> Dataset records:
* * * *
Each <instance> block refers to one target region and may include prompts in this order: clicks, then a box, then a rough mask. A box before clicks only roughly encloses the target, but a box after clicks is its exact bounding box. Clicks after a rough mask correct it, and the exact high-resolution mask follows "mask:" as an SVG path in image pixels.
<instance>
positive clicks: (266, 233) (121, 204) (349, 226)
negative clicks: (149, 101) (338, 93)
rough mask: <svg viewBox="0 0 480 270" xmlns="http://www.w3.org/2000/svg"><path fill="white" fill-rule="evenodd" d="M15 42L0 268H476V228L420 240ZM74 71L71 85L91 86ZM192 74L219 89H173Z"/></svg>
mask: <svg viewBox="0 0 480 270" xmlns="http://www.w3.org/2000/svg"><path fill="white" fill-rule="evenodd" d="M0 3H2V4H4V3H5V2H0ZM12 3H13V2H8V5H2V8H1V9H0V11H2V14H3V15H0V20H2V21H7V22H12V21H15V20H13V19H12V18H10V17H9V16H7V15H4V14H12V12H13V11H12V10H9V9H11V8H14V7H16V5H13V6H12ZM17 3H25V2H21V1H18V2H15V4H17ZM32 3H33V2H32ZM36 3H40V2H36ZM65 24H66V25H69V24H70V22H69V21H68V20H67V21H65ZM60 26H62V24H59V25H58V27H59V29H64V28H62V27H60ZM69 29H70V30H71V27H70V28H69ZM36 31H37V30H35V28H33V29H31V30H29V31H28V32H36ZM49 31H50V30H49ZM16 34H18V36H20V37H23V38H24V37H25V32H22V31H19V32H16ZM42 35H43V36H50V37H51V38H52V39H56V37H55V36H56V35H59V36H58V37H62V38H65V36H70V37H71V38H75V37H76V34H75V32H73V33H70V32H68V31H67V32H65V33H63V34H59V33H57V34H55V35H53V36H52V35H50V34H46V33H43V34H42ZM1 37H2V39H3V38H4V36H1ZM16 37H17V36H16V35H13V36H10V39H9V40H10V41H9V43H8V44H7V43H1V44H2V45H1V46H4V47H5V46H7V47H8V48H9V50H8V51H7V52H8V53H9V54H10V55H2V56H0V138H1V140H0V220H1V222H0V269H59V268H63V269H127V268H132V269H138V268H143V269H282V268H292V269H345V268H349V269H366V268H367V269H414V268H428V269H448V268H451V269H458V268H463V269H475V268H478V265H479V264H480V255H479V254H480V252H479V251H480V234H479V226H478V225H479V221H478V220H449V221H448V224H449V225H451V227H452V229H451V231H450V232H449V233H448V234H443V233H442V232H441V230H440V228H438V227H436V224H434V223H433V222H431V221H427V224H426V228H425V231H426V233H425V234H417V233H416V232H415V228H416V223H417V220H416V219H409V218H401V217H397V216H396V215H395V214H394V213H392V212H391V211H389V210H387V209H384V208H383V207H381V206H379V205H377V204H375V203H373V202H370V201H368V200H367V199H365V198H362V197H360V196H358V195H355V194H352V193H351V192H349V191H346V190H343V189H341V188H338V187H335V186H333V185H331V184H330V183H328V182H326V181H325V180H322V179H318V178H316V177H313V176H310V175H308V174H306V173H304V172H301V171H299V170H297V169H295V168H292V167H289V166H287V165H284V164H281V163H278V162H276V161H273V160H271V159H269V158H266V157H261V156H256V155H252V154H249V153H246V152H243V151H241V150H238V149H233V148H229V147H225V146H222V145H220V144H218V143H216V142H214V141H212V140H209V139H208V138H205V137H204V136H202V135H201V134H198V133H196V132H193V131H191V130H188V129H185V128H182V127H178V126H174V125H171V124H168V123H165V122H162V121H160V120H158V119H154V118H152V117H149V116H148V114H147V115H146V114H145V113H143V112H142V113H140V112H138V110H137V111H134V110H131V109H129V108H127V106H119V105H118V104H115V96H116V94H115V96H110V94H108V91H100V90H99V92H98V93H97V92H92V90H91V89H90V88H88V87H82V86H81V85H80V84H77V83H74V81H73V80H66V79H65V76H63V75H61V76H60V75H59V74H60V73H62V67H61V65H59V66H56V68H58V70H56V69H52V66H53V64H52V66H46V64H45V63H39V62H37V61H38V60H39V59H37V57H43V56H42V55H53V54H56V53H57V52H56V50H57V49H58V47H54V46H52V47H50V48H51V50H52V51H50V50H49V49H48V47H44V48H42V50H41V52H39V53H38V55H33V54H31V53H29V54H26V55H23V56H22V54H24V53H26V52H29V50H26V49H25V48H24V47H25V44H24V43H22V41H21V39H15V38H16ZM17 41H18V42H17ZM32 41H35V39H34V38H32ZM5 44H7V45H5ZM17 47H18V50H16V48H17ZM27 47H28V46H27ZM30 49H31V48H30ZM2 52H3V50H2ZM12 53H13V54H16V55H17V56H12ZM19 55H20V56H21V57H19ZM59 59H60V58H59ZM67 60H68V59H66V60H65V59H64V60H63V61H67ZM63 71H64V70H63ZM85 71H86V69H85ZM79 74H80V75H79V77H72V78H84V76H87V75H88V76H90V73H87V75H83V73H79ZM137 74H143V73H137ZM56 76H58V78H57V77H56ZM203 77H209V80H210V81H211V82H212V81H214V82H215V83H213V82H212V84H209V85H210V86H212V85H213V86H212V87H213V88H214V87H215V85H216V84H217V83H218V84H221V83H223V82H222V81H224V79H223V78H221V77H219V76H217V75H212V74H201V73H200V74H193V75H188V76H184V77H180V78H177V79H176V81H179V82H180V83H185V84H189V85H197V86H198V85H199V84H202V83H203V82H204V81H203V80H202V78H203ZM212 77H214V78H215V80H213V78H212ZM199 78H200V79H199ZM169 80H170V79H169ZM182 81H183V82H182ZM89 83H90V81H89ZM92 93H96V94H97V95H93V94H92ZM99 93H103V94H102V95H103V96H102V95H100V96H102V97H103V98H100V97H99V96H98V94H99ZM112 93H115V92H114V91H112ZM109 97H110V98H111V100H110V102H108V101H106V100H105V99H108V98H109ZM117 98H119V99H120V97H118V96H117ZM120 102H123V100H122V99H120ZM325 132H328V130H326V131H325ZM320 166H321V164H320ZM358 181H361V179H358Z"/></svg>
* * * *
> Description of the task: Reproduce all of the records above, replacing "rough mask" with "coarse mask" wherever it occurs and leaving everything else unchanged.

> Result of the task:
Each <instance> block refers to one target region and may include prompts in this order: clicks, then a box, then a coarse mask. A box before clicks only roughly encloses the target, but a box after clicks is its exact bounding box. Clicks after a coarse mask correct it, and the exact high-resolution mask follows "mask:" as an SVG path in image pixels.
<instance>
positive clicks: (266, 233) (121, 204) (349, 226)
negative clicks: (149, 101) (338, 93)
coarse mask: <svg viewBox="0 0 480 270" xmlns="http://www.w3.org/2000/svg"><path fill="white" fill-rule="evenodd" d="M15 42L0 268H476V228L420 240ZM74 71L71 85L91 86ZM192 74L219 89H173Z"/></svg>
mask: <svg viewBox="0 0 480 270" xmlns="http://www.w3.org/2000/svg"><path fill="white" fill-rule="evenodd" d="M0 3H2V4H4V3H5V2H0ZM12 3H13V2H8V5H2V8H1V9H0V11H2V14H3V15H0V20H2V21H7V22H12V21H15V20H13V19H12V18H10V17H9V16H7V15H4V14H12V12H13V11H12V10H9V9H11V8H14V7H16V5H13V6H12ZM17 3H25V2H21V1H18V2H15V4H17ZM32 3H33V2H32ZM36 3H40V2H36ZM65 24H66V25H69V24H70V22H69V21H68V20H67V21H65ZM60 26H62V24H59V25H58V27H59V29H64V28H62V27H60ZM69 29H70V30H71V27H70V28H69ZM36 31H37V30H35V28H33V29H31V30H29V31H28V32H36ZM49 31H50V30H49ZM16 34H18V36H20V37H23V38H24V37H25V32H22V31H19V32H16ZM42 35H43V36H50V37H51V38H52V39H56V37H55V36H56V35H59V36H58V37H62V38H65V36H70V37H71V38H75V37H76V34H75V32H73V33H70V32H68V31H67V32H65V33H63V34H59V33H57V34H55V35H53V36H52V35H50V34H46V33H43V34H42ZM1 37H2V39H3V38H4V36H1ZM16 37H17V36H16V35H13V36H10V39H9V40H10V41H9V43H8V44H7V43H1V44H2V45H1V46H4V47H5V46H7V47H8V48H9V50H8V51H7V52H8V53H9V54H10V55H2V56H0V138H1V140H0V220H1V222H0V269H59V268H63V269H127V268H132V269H138V268H143V269H282V268H292V269H345V268H349V269H366V268H367V269H414V268H428V269H448V268H451V269H458V268H463V269H475V268H478V265H479V264H480V255H479V254H480V252H479V251H480V234H479V226H478V225H479V221H478V220H449V221H448V224H449V225H451V227H452V229H451V231H450V232H449V233H448V234H443V233H442V232H441V230H440V228H438V227H436V224H434V223H433V222H431V221H427V224H426V228H425V231H426V233H425V234H417V233H416V232H415V228H416V223H417V220H416V219H409V218H401V217H397V216H396V215H395V214H394V213H392V212H391V211H389V210H387V209H384V208H383V207H381V206H379V205H377V204H375V203H373V202H370V201H368V200H367V199H365V198H362V197H360V196H358V195H355V194H352V193H351V192H349V191H346V190H343V189H341V188H338V187H335V186H333V185H331V184H330V183H328V182H326V181H325V180H322V179H318V178H316V177H313V176H310V175H308V174H306V173H304V172H301V171H299V170H297V169H295V168H292V167H289V166H287V165H284V164H281V163H278V162H276V161H273V160H271V159H269V158H266V157H261V156H256V155H252V154H249V153H246V152H243V151H241V150H238V149H233V148H229V147H225V146H222V145H220V144H218V143H216V142H214V141H212V140H209V139H208V138H205V137H204V136H202V135H201V134H198V133H196V132H193V131H191V130H188V129H185V128H182V127H178V126H174V125H171V124H168V123H165V122H162V121H160V120H158V119H154V118H152V117H149V116H148V114H147V115H146V114H145V113H143V112H142V113H140V112H138V110H137V111H134V110H131V109H129V108H127V106H119V105H118V104H115V96H116V94H115V96H110V94H108V91H100V90H99V92H98V93H97V92H92V90H91V89H90V88H88V87H82V86H81V85H80V84H77V83H74V81H73V80H66V79H65V76H63V75H61V76H60V75H59V74H60V73H62V67H61V65H59V66H56V68H58V70H56V69H52V66H53V64H52V66H46V64H45V63H39V62H37V61H38V60H39V59H37V57H43V56H42V55H53V54H56V53H57V52H56V50H57V49H58V47H54V46H52V47H50V48H51V50H52V51H50V50H49V49H48V47H44V48H42V50H41V52H39V53H38V55H33V54H31V53H29V54H26V55H23V56H22V54H24V53H26V52H29V50H26V49H25V48H24V47H25V44H24V43H22V41H21V39H15V38H16ZM17 41H18V42H17ZM32 41H35V39H34V38H32ZM5 44H7V45H5ZM17 47H18V50H16V48H17ZM27 47H28V46H27ZM30 49H31V48H30ZM2 52H3V50H2ZM12 53H13V54H16V55H17V56H12ZM19 55H20V56H21V57H19ZM59 59H60V58H59ZM67 60H68V59H66V60H65V59H64V60H63V61H67ZM63 71H64V70H63ZM85 71H86V69H85ZM79 74H80V75H79V77H72V78H84V76H87V75H88V76H90V73H87V75H83V73H79ZM137 74H143V73H137ZM56 76H58V78H57V77H56ZM203 77H209V80H210V81H211V82H212V81H214V82H215V83H213V82H212V84H209V85H210V86H212V85H213V86H212V87H213V88H214V87H215V85H216V84H217V83H218V84H221V83H223V82H222V81H224V79H223V78H221V77H219V76H217V75H212V74H201V73H200V74H193V75H188V76H184V77H180V78H177V79H176V81H179V82H180V83H185V84H189V85H197V86H198V85H199V84H202V83H203V82H204V81H203V80H202V78H203ZM212 77H214V78H215V80H213V78H212ZM199 78H200V79H199ZM169 80H170V79H169ZM182 81H183V82H182ZM89 83H90V81H89ZM92 93H96V94H97V95H93V94H92ZM99 93H103V94H102V95H103V96H102V95H100V96H102V97H103V98H100V97H99V96H98V94H99ZM112 93H115V92H114V91H112ZM109 97H110V98H111V100H110V102H108V101H106V100H105V99H108V98H109ZM117 98H119V99H120V97H118V96H117ZM120 102H123V100H122V99H120ZM325 132H328V130H326V131H325ZM320 166H321V164H320ZM358 181H361V179H358Z"/></svg>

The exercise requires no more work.